Running Llama 3.1 with llama.cpp


1. Model Format: GGUF

llama.cpp uses the GGUF (GPT-Generated Unified Format) model format.

You can download a pre-quantized Llama 3.1 8B model in GGUF format directly from Hugging Face:

https://huggingface.co/QuantFactory/Meta-Llama-3-8B-GGUF

Example file: Meta-Llama-3-8B.Q4_K_S.gguf (~4.7 GB, 4-bit quantization, excellent quality/size tradeoff).

Note

The Q4_K_S variant uses ~4.7 GB RAM and runs efficiently on Intel i7 CPUs.


2. Compile llama.cpp for Intel i7 (CPU-only)

# Step 1: Clone the repository
git clone https://github.com/ggerganov/llama.cpp
cd llama.cpp

# Step 2: Build for CPU (Intel i7, AVX2 enabled by default)
make clean
make -j$(nproc) LLAMA_CPU=1

# Optional: Force AVX2 (most i7 CPUs support it)

==================================================

◆ Required work
A. Reproduce the llama.cpp guide word for word, beginning at the words "The Q4_K_S variant" and stopping after the words "CPUs support it)".
B. Resume the llama.cpp guide, picking up right after its final line.
The listing is separate material, unrelated to the llama.cpp guide.

==================================================

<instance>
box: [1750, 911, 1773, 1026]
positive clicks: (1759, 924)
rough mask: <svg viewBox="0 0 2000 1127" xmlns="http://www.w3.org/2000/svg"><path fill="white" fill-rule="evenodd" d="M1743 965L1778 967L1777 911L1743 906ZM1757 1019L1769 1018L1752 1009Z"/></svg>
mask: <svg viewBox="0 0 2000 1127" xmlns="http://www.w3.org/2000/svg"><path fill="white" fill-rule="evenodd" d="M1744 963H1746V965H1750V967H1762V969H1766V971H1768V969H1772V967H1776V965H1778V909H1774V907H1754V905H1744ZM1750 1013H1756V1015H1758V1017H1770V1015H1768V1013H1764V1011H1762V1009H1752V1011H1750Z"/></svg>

==================================================

◆ Your responses
A.
The Q4_K_S variant uses ~4.7 GB RAM and runs efficiently on Intel i7 CPUs.


2. Compile llama.cpp for Intel i7 (CPU-only)

# Step 1: Clone the repository
git clone https://github.com/ggerganov/llama.cpp
cd llama.cpp

# Step 2: Build for CPU (Intel i7, AVX2 enabled by default)
make clean
make -j$(nproc) LLAMA_CPU=1

# Optional: Force AVX2 (most i7 CPUs support it)

B.
make clean
make -j$(nproc) LLAMA_CPU=1 LLAMA_AVX2=1

The binaries will be in the root directory:

  • ./llama-cli → interactive CLI

  • ./server → web server (OpenAI-compatible API + full web UI)

Warning

Do not use vLLM on older Xeon v2 CPUs — they lack AVX-512, which vLLM requires. llama.cpp is a better choice — it runs efficiently with just AVX2 or even SSE.


3. Run the Model with Web Interface

Place the downloaded GGUF file in a models/ folder:

mkdir -p models
# Copy or symlink the model
ln -s /path/to/Meta-Llama-3-8B.Q4_K_S.gguf models/

Start the server on port 8087 using 12 threads:

./server \
  --model models/Meta-Llama-3-8B.Q4_K_S.gguf \
  --port 8087 \
  --threads 12 \
  --host 0.0.0.0

In a corporate network : avoid contacting the proxy !!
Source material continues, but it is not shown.